[Exercise goal] Starting at the line that contains "Where can the sun flare", print every remaining line of the entries, unchanged, and output nothing more.
--- Start of Record excerpts ---
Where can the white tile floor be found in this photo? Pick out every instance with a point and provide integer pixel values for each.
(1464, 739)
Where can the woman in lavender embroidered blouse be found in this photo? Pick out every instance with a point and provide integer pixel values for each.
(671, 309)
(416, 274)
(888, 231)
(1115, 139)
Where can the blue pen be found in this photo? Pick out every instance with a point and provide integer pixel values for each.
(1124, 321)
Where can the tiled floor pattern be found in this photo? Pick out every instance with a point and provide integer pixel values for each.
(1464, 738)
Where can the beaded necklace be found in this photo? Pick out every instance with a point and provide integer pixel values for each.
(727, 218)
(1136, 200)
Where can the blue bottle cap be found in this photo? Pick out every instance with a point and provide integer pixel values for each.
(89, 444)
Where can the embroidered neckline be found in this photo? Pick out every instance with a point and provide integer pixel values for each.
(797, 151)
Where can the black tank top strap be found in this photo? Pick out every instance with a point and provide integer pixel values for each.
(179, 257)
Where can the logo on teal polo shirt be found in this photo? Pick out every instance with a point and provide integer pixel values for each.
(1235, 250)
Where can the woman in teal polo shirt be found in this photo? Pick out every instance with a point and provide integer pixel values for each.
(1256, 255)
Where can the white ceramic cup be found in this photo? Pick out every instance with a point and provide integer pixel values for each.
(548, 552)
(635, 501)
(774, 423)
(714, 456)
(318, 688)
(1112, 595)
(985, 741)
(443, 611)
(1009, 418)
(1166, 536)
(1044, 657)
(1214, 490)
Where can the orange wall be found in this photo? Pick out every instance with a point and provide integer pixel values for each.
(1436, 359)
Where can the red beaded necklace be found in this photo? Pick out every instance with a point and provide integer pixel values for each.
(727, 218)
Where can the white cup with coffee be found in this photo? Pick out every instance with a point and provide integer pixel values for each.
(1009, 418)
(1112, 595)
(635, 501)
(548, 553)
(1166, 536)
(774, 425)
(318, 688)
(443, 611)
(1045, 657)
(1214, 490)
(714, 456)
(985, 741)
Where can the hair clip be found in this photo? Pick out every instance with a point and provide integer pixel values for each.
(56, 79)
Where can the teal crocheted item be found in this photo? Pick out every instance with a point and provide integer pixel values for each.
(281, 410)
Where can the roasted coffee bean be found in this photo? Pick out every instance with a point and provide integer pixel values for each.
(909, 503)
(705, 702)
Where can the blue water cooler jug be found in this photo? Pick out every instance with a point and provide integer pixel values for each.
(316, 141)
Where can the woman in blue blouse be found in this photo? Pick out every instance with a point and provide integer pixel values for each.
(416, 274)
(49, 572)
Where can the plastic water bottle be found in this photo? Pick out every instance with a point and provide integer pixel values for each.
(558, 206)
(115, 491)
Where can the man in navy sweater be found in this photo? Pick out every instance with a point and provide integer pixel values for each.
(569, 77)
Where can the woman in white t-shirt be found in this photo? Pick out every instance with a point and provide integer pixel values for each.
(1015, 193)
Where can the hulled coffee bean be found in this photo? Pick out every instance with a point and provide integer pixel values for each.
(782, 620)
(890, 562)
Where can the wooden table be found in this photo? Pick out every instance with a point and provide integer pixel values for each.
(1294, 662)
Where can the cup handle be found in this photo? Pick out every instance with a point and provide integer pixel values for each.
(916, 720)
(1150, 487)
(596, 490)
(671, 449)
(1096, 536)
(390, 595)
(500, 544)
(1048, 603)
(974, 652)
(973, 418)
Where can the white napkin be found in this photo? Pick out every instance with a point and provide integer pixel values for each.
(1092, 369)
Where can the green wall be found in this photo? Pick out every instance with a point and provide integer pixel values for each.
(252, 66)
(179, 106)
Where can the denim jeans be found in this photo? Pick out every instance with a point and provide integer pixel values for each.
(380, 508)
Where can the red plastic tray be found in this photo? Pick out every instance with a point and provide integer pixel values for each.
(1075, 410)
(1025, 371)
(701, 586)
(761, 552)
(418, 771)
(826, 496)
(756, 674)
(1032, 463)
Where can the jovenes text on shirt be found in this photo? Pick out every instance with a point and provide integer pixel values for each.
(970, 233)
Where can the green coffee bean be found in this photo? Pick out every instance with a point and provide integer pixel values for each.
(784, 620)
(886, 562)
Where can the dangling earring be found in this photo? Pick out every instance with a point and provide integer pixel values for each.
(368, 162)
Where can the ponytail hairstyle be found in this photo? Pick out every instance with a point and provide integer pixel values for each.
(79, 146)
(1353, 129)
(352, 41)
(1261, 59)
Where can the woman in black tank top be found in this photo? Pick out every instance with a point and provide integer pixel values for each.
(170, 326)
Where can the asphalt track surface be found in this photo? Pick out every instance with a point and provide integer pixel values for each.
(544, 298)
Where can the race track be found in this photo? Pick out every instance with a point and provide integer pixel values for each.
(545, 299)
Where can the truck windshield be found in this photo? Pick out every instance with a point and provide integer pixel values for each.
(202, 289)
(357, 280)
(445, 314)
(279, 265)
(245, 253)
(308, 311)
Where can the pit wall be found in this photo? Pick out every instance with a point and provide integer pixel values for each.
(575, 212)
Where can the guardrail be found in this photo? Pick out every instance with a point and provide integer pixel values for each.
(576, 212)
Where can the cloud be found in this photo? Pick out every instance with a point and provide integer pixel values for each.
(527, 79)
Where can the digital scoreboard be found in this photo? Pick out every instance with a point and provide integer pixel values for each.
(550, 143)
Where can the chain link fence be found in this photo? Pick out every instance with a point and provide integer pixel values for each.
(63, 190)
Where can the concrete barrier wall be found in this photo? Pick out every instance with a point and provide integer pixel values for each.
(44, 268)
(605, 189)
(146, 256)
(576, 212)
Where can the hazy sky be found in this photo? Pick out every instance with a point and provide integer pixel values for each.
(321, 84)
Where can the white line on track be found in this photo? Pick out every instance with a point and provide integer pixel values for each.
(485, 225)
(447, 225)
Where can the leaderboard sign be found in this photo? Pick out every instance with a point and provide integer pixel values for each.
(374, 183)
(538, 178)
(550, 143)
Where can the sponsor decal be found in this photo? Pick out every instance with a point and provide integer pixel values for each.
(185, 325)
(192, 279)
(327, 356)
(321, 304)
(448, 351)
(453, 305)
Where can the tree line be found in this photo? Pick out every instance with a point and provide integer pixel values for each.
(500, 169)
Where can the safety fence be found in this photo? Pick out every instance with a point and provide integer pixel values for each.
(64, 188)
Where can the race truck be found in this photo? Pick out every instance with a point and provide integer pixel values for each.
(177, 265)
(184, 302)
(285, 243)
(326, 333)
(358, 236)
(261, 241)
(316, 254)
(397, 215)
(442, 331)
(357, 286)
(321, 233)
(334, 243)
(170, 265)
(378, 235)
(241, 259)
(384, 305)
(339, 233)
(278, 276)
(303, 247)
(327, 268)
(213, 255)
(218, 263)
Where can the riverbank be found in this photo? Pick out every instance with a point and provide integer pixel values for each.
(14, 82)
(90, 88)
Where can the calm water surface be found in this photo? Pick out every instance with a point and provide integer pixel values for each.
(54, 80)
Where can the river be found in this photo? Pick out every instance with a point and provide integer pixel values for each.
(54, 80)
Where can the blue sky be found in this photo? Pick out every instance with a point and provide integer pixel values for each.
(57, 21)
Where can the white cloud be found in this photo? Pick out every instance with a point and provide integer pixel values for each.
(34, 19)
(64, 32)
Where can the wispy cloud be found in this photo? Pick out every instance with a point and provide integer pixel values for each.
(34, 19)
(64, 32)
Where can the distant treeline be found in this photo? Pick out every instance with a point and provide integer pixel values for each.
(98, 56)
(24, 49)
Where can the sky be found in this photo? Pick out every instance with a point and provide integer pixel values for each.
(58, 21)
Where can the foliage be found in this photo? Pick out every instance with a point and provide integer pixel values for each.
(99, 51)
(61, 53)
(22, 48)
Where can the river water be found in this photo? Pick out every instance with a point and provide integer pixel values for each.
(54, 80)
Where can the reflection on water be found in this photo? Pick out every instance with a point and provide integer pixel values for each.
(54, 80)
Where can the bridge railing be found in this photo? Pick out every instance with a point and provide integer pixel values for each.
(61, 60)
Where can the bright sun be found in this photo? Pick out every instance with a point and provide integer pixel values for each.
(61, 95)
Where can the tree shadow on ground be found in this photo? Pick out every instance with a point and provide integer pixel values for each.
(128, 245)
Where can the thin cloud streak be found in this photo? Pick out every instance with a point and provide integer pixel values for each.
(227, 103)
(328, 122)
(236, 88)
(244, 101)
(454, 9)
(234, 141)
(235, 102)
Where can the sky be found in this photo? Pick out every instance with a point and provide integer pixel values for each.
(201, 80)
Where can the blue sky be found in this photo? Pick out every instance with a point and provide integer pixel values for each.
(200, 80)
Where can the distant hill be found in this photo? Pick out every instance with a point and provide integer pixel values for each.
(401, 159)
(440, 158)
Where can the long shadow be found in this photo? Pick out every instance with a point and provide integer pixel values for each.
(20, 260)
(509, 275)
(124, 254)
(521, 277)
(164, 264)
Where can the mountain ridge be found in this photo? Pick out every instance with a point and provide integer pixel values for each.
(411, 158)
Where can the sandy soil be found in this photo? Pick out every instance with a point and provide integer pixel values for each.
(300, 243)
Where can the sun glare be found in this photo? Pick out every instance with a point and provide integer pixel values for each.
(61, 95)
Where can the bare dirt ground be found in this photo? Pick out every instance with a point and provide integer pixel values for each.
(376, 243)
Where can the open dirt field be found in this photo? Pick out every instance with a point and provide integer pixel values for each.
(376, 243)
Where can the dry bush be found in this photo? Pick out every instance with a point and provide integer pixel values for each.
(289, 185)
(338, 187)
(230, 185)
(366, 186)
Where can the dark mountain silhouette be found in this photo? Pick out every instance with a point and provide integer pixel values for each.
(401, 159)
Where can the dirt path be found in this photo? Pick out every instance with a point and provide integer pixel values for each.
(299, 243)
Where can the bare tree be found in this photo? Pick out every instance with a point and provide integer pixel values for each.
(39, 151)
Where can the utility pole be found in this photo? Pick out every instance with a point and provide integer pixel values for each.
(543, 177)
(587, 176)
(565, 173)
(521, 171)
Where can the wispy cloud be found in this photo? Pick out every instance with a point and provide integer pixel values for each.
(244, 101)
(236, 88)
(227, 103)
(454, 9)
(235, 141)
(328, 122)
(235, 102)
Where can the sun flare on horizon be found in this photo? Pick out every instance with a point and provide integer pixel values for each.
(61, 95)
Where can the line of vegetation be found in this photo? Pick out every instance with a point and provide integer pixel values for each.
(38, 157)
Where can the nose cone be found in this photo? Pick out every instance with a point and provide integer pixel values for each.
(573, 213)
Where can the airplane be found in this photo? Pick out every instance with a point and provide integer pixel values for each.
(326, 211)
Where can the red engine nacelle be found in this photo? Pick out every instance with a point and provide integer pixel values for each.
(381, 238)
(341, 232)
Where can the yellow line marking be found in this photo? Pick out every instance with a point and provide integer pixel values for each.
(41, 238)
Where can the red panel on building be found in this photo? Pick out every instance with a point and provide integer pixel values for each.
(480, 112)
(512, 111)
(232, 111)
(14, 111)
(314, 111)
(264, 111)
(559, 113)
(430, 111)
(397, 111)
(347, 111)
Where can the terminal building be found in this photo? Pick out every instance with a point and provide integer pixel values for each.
--- End of Record excerpts ---
[Solution for this exercise]
Where can the sun flare on horizon be found in this photo? Pick out every instance with a point and provide integer pixel values for each.
(61, 95)
Where can the line of vegetation be found in this photo? Pick out every instance with a point and provide integer pixel values for each.
(38, 157)
Where can the nose cone be found in this photo? Pick out every instance with a point and provide integer pixel values for each.
(573, 213)
Where can the airplane be found in this photo? Pick out every instance with a point and provide integer pixel values for each.
(326, 211)
Where can the red engine nacelle be found in this photo? Pick out every instance with a point and provide integer pixel values for each.
(381, 238)
(341, 232)
Where can the yellow line marking be found in this photo? Pick out every instance with a point and provide integer pixel values for each.
(41, 238)
Where can the red panel on building be found in this photo? Pick out every instance with a point and provide integer pixel values for each.
(480, 112)
(512, 111)
(232, 111)
(14, 111)
(314, 111)
(264, 111)
(559, 113)
(430, 111)
(397, 111)
(347, 111)
Where can the terminal building be found in this photo? Pick out every instance with a point and provide integer pixel values for each.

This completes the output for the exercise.